▶ [WHAT IS REQUIRED] Your answer should be a single number, the count of lines in the material with the string "shed".

▶ [PROVIDED RECORDS]
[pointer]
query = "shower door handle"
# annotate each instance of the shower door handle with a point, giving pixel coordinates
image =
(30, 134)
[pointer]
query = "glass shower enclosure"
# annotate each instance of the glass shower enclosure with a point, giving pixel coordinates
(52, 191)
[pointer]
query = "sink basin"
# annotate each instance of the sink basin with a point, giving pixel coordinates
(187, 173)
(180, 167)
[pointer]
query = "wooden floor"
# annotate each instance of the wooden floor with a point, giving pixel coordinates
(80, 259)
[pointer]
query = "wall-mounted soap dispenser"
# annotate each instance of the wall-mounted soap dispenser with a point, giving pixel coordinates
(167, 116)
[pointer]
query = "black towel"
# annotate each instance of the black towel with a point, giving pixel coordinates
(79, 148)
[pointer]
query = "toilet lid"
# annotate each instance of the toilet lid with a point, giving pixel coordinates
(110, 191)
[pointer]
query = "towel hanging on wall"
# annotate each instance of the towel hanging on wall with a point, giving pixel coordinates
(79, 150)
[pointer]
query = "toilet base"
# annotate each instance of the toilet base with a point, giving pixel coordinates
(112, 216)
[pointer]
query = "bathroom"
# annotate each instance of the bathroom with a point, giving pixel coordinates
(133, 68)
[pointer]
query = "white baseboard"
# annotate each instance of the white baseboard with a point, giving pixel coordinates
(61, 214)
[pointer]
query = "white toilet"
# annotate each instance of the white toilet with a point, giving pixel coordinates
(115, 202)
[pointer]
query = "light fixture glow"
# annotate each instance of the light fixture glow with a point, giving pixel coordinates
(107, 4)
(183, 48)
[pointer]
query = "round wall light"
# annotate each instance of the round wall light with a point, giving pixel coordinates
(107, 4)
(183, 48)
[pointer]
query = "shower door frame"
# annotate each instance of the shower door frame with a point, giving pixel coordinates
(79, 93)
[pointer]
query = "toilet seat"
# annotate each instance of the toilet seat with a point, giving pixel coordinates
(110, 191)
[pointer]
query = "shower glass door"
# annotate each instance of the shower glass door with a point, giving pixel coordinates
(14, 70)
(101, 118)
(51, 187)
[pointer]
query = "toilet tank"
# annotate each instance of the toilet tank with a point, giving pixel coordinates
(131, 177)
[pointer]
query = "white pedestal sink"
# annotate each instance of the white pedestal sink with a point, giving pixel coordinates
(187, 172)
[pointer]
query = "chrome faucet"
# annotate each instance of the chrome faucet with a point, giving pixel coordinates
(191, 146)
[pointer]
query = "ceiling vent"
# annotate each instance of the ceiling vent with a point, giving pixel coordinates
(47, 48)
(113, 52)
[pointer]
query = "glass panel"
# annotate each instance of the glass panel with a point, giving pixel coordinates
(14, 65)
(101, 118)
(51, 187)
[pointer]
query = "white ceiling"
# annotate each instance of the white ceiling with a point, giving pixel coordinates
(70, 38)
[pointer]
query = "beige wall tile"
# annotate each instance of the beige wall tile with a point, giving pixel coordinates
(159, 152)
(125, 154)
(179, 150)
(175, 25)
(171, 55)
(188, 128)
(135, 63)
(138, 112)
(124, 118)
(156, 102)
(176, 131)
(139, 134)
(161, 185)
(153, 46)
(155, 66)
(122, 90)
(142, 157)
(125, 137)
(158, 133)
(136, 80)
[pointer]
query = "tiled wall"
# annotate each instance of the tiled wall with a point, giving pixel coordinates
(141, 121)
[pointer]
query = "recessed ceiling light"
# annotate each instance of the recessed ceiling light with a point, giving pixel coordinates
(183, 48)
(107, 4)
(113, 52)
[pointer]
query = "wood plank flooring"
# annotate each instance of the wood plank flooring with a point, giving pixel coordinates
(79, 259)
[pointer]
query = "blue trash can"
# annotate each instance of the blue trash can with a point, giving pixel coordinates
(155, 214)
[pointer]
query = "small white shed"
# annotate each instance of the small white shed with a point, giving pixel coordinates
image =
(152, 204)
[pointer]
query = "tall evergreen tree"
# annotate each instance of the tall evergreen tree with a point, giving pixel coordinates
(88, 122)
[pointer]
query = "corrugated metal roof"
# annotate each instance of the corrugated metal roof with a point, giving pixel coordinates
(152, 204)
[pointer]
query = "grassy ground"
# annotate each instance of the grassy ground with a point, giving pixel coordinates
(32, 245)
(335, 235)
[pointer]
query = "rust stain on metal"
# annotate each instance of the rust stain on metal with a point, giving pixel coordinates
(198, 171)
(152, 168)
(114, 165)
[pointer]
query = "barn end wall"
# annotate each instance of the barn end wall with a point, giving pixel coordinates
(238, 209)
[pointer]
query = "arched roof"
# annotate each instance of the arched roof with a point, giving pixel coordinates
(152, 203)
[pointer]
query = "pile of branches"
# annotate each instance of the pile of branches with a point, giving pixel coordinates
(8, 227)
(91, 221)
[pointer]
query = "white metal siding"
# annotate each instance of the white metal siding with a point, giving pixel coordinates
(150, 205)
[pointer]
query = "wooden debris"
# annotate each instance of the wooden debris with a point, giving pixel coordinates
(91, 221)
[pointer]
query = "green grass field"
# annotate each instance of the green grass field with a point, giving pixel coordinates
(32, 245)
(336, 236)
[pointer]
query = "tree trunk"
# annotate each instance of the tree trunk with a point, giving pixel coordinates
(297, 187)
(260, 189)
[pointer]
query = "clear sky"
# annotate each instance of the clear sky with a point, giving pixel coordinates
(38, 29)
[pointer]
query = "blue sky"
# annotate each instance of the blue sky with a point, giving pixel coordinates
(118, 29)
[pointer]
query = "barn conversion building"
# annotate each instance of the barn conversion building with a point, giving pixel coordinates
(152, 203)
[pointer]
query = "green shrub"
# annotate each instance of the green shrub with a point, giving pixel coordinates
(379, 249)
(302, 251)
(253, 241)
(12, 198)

▶ [RESPONSE TO THE TASK] 2